— BEGIN MATERIAL SUPPLIED —
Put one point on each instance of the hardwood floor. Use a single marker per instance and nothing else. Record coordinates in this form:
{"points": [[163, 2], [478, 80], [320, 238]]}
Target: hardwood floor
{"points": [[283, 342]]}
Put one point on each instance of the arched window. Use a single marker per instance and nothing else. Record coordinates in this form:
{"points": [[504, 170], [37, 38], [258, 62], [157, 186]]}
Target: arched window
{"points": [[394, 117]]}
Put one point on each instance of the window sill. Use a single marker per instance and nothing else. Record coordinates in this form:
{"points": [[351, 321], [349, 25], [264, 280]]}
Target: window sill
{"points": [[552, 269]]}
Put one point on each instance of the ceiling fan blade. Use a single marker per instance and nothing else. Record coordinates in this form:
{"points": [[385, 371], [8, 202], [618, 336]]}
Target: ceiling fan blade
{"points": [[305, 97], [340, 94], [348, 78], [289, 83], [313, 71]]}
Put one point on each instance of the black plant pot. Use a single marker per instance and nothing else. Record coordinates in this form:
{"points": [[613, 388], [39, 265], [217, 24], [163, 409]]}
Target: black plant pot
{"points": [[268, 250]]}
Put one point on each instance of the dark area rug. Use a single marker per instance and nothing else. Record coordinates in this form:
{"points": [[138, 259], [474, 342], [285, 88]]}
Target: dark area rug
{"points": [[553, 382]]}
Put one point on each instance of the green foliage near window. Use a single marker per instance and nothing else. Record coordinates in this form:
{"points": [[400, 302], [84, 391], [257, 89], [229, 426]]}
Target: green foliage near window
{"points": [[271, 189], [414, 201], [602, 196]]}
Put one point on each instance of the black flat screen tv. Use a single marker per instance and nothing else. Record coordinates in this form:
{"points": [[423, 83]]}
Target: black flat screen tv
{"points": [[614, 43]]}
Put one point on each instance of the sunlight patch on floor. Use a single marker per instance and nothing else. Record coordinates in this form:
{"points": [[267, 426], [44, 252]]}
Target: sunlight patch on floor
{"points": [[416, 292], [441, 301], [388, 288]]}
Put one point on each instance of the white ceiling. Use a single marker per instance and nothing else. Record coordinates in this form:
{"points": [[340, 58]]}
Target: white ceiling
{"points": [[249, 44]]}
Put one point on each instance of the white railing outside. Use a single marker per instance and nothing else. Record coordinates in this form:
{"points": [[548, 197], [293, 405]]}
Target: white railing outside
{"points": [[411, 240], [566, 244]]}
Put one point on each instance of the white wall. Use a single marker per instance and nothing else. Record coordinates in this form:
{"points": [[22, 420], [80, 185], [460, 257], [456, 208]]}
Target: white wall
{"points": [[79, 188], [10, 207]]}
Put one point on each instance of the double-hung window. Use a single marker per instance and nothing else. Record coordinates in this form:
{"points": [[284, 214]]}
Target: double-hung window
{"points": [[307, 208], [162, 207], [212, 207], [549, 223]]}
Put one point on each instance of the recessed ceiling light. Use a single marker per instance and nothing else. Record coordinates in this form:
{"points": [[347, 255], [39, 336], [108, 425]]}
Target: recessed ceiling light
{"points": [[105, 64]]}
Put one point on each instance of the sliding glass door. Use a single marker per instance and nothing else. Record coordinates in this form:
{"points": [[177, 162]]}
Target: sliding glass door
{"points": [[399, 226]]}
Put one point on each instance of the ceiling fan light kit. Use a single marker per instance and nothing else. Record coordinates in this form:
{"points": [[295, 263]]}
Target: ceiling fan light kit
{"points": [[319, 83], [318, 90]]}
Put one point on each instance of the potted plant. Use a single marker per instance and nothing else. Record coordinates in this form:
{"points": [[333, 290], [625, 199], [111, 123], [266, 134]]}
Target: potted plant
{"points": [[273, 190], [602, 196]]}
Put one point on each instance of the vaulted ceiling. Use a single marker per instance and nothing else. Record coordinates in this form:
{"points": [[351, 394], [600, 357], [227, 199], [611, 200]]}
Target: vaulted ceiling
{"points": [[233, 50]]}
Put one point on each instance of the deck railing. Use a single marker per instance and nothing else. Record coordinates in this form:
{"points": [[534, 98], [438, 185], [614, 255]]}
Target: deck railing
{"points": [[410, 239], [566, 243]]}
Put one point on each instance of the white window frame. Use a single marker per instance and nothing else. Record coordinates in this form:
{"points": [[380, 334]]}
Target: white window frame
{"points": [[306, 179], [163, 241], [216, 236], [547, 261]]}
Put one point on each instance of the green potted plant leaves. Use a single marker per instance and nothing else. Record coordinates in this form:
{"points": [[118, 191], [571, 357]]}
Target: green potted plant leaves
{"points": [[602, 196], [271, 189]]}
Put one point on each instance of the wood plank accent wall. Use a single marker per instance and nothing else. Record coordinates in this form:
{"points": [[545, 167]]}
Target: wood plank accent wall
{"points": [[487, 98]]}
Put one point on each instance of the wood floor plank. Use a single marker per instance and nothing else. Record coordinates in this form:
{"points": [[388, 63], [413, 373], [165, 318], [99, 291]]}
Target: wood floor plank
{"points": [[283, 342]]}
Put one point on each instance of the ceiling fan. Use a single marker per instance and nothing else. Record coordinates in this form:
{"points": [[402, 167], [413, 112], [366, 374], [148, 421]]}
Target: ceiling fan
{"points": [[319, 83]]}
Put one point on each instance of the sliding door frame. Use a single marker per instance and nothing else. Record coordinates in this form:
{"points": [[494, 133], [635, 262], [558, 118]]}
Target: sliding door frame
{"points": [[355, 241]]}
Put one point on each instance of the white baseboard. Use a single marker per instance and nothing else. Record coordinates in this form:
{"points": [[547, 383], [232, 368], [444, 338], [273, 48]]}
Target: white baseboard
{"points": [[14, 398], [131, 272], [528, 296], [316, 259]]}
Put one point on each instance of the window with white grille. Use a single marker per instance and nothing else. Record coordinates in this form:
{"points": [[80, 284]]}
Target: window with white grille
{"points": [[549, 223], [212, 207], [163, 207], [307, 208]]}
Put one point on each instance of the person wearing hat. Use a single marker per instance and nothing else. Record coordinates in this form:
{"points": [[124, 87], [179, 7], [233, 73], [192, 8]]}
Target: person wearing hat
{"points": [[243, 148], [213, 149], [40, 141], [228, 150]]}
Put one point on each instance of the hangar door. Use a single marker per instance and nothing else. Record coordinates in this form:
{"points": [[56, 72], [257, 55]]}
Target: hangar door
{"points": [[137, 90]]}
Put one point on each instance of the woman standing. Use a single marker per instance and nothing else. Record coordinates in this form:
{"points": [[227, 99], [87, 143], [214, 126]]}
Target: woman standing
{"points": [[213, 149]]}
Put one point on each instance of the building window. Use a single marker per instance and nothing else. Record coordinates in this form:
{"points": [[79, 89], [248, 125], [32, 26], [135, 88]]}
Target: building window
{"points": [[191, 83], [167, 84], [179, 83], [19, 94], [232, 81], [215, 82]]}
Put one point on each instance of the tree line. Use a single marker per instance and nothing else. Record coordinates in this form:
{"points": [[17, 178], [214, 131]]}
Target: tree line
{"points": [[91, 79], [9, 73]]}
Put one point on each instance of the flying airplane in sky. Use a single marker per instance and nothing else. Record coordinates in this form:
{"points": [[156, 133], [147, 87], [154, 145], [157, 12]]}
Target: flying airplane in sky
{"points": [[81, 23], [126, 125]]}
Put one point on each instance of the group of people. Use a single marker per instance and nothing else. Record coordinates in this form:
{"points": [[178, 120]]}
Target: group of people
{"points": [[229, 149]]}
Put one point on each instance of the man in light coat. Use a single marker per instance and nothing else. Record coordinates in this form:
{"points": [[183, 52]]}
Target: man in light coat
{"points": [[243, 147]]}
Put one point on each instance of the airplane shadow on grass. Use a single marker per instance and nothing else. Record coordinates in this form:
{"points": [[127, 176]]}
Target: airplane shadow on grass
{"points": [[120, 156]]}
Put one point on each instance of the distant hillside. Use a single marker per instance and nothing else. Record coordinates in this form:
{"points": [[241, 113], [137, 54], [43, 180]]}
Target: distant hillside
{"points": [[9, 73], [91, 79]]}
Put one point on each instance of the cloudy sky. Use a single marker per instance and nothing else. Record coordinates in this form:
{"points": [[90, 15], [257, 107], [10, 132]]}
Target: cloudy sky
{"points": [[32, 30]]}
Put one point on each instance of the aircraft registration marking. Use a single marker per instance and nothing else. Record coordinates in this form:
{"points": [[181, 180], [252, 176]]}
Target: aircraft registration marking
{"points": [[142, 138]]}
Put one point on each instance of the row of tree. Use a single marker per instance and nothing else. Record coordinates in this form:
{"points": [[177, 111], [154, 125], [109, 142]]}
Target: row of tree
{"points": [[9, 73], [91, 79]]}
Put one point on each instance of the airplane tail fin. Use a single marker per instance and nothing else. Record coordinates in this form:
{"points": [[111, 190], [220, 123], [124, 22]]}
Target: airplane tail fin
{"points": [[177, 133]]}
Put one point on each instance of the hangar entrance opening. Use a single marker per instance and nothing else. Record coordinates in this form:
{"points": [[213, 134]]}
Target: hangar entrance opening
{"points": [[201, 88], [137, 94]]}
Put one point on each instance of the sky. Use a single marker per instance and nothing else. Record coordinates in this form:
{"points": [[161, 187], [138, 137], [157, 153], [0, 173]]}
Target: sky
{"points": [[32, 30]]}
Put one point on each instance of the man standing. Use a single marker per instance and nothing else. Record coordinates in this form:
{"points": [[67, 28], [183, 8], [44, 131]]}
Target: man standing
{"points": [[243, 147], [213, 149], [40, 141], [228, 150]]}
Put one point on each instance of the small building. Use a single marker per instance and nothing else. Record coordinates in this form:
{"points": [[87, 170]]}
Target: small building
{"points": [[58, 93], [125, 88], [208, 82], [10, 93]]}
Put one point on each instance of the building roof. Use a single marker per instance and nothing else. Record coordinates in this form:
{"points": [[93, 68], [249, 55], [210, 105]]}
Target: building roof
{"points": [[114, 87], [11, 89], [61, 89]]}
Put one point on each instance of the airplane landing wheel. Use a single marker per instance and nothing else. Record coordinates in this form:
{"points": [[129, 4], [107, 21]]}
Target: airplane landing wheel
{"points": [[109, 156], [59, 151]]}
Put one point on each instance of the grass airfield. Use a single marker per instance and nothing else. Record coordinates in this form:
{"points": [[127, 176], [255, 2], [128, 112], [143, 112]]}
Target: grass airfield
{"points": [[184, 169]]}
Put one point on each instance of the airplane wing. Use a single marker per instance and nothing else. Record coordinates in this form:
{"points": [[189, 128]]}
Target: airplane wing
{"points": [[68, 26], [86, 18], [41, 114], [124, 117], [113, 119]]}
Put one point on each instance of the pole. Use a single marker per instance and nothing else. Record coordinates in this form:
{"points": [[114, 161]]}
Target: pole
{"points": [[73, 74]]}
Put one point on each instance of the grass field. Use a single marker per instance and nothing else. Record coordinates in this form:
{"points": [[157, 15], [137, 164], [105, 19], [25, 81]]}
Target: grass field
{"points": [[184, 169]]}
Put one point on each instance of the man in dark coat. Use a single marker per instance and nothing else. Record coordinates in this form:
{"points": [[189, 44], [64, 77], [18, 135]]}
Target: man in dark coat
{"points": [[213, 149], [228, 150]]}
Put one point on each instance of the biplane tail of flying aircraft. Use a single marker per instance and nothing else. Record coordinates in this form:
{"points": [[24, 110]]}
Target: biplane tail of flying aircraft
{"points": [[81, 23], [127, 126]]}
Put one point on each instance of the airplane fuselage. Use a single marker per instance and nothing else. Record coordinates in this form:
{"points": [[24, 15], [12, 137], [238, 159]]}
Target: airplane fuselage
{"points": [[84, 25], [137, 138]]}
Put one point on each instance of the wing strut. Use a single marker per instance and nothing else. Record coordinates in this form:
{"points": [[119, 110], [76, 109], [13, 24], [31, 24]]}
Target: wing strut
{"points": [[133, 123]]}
— END MATERIAL SUPPLIED —
= REQUEST =
Reproduce the records word for word, beginning at the line containing "Put one point on each instance of the airplane fuselage." and continuing through the end of the records.

= ANSWER =
Put one point on each instance of the airplane fuselage. Use a single marker per instance and nothing else. Record coordinates in this form:
{"points": [[24, 15], [12, 137], [238, 159]]}
Target: airplane fuselage
{"points": [[84, 25], [137, 138]]}
Put one point on each instance of the wing strut. Use a single marker per instance and nothing else. Record coordinates in this form:
{"points": [[119, 110], [76, 109], [13, 24], [31, 24]]}
Target: wing strut
{"points": [[133, 123]]}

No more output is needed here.